--- DATA LISTING ---

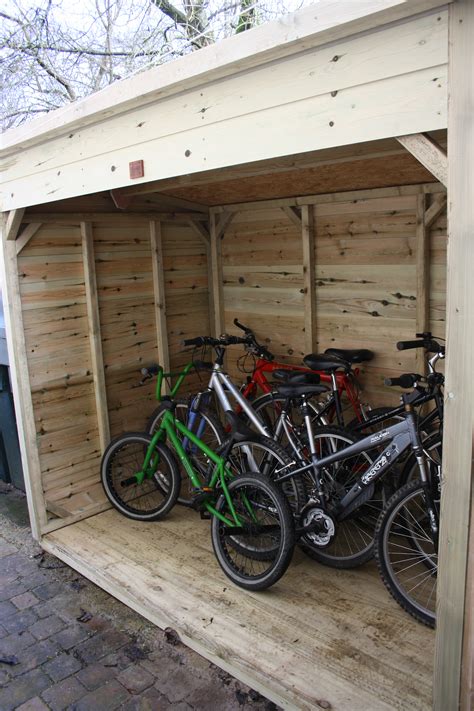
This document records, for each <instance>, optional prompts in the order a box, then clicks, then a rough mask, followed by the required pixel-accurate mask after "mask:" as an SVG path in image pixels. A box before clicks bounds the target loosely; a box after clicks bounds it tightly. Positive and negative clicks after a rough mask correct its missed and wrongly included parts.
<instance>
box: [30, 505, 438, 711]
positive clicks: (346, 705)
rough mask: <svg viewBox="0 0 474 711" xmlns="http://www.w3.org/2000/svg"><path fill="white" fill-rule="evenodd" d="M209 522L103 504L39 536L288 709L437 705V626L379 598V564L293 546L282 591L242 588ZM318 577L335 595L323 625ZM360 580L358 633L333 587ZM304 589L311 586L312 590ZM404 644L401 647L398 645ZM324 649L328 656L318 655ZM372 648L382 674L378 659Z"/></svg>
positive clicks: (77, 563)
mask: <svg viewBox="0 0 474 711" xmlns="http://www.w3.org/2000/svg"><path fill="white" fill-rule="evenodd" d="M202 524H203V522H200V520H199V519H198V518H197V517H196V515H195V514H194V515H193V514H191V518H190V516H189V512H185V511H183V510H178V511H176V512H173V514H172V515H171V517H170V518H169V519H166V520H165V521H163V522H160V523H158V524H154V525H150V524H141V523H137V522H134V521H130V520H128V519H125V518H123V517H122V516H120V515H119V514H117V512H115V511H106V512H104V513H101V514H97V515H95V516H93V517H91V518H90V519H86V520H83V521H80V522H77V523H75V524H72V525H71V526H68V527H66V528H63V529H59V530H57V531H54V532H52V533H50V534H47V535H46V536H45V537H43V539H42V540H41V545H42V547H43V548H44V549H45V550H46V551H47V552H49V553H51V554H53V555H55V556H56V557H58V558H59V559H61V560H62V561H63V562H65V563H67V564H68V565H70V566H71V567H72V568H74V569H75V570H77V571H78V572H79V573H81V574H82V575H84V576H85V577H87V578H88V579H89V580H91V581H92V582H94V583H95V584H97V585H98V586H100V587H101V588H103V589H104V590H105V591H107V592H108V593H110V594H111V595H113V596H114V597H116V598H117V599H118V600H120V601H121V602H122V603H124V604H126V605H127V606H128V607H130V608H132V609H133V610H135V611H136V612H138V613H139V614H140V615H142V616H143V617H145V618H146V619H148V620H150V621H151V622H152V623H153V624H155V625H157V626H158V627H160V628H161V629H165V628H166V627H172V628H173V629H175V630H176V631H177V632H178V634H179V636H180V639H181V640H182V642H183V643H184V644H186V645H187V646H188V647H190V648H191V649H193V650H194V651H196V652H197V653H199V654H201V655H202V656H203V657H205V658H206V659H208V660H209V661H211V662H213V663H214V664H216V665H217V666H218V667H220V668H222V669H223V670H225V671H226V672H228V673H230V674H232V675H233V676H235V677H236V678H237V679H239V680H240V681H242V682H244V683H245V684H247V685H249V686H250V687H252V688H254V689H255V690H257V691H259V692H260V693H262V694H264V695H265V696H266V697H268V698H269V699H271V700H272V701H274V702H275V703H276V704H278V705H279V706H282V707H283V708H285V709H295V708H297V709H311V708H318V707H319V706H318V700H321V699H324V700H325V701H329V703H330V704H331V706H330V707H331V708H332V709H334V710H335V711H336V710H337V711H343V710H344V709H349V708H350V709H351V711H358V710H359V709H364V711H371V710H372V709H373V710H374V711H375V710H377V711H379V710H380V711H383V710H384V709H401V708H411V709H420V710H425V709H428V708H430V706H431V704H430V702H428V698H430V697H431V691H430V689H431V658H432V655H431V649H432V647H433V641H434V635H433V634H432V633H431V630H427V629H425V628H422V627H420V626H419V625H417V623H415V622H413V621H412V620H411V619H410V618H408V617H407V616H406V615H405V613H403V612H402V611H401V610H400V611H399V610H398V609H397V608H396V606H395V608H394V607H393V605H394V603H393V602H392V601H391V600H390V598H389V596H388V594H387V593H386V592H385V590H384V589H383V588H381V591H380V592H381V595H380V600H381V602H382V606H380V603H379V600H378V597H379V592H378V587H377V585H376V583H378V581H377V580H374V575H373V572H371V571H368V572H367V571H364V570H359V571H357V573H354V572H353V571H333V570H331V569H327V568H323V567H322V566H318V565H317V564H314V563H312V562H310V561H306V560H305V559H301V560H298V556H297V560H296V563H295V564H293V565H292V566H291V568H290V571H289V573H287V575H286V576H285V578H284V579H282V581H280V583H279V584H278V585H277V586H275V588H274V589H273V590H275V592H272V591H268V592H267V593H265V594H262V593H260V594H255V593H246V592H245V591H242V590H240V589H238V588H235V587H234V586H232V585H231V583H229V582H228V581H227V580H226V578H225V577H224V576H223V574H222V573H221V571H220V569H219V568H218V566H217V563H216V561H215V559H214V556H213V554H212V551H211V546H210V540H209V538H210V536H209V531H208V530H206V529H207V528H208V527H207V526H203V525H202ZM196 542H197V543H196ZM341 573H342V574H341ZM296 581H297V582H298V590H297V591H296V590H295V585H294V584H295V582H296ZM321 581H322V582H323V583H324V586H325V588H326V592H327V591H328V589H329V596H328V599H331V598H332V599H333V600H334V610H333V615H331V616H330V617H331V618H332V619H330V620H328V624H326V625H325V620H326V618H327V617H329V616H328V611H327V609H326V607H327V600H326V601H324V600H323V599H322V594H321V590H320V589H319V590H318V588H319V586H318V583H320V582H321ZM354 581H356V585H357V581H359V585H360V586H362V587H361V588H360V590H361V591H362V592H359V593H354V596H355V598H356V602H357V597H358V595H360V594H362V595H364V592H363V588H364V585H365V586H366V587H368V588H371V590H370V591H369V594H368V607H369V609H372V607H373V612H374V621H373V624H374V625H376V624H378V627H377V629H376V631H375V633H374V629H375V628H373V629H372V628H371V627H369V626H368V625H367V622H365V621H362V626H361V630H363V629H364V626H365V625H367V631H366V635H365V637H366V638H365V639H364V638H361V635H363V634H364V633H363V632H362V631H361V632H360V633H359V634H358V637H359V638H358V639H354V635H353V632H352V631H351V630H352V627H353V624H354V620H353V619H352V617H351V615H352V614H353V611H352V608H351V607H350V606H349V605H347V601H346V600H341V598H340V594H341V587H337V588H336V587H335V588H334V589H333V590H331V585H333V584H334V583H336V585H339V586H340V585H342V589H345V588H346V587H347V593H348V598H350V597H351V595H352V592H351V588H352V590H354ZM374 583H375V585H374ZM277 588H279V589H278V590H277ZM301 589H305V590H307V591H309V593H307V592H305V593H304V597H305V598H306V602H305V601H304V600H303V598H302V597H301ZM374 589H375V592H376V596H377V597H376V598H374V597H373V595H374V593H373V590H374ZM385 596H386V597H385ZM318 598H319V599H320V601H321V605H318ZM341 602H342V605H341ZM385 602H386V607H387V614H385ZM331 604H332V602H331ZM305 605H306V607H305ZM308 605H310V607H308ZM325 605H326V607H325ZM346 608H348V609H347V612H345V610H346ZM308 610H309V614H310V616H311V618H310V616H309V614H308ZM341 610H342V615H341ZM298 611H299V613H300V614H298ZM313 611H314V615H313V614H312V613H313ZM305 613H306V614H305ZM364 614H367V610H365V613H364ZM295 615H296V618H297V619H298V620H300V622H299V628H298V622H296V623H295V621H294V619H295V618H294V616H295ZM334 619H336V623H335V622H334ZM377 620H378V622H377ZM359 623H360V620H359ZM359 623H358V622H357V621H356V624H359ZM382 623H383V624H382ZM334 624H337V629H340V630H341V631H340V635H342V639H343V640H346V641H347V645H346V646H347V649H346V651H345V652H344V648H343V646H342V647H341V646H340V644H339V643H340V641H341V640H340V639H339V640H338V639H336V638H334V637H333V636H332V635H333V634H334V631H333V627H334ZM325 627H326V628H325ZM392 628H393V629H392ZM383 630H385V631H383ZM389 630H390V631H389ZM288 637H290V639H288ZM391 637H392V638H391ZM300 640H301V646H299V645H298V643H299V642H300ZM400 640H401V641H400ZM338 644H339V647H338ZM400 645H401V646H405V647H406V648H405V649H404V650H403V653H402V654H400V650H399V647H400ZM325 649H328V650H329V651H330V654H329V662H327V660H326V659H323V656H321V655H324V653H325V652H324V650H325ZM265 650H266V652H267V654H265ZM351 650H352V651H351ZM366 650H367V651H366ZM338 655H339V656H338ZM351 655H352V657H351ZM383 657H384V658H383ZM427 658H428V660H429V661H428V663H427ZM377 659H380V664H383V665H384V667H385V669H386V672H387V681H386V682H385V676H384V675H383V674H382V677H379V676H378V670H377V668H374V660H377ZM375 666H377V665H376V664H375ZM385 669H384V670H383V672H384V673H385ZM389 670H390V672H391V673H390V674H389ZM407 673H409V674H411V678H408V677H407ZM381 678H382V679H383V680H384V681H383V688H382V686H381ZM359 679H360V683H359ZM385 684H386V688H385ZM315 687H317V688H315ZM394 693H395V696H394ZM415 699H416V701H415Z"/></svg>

---
--- DATA LISTING ---

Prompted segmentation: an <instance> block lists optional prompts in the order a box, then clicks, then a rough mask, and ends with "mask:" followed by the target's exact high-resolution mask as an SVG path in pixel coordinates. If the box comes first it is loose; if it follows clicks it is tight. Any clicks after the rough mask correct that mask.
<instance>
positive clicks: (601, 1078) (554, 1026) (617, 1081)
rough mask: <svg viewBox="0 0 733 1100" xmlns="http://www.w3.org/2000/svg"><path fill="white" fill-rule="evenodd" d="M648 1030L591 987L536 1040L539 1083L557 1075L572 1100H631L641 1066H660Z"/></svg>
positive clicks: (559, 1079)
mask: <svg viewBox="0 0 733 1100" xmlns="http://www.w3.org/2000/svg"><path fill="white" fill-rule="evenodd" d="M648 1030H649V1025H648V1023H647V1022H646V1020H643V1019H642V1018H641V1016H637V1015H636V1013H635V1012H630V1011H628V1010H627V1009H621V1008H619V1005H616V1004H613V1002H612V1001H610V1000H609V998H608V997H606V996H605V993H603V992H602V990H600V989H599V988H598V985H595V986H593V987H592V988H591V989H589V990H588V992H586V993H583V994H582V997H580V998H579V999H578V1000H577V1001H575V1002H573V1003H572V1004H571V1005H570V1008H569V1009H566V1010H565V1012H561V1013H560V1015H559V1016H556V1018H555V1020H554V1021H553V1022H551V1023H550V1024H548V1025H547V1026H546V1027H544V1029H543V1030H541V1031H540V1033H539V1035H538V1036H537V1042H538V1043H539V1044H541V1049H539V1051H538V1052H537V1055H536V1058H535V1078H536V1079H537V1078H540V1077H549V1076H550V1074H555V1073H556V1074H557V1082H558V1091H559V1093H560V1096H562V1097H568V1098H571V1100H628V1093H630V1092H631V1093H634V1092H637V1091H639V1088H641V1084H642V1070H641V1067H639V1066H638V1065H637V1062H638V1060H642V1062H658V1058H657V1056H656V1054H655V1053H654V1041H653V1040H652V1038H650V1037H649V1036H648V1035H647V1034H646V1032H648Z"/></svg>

---
--- DATA LISTING ---

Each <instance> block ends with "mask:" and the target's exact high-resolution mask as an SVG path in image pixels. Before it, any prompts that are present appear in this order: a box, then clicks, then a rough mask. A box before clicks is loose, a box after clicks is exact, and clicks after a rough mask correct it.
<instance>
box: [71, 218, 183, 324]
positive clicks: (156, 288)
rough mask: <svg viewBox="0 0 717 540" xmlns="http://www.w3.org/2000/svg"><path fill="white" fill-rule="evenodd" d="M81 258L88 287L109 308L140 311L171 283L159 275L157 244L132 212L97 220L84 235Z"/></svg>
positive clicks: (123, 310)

---

TASK INSTRUCTIONS:
The entries above hold the needed span. Transcribe exactly the lines from the one with "box: [71, 218, 183, 324]" to the one with "positive clicks: (123, 310)", both included.

SOLUTION TO THE PROBLEM:
box: [71, 218, 183, 324]
positive clicks: (156, 288)
rough mask: <svg viewBox="0 0 717 540" xmlns="http://www.w3.org/2000/svg"><path fill="white" fill-rule="evenodd" d="M81 258L88 287L109 308L140 311L171 283L159 275L157 244L132 212L97 220L84 235Z"/></svg>
positive clicks: (123, 310)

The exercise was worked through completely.